BEGIN Provided records

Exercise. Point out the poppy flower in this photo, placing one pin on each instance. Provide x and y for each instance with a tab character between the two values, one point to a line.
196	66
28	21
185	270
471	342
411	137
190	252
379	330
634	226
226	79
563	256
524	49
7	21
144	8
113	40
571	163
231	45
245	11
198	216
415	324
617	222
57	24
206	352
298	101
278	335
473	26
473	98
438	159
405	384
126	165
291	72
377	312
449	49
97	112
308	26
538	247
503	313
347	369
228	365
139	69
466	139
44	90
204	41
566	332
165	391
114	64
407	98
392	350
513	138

END Provided records

Exercise directions -
Output each entry exactly as written, leaving none out.

Your solution -
Exercise. Point out the poppy flower in this photo, placing one pin on each instance. Provide x and y for each instance with a tab character between the two values, one point to a line.
196	66
28	21
185	270
471	342
411	137
190	252
379	330
634	226
226	79
563	256
524	49
7	21
144	8
113	40
571	163
231	45
245	11
198	216
415	324
617	222
57	24
206	352
298	101
278	335
473	26
473	98
438	159
405	384
126	165
291	72
377	312
449	49
97	112
308	26
538	247
503	313
347	369
228	365
139	69
466	139
44	90
204	41
566	332
165	391
114	64
407	98
392	350
513	138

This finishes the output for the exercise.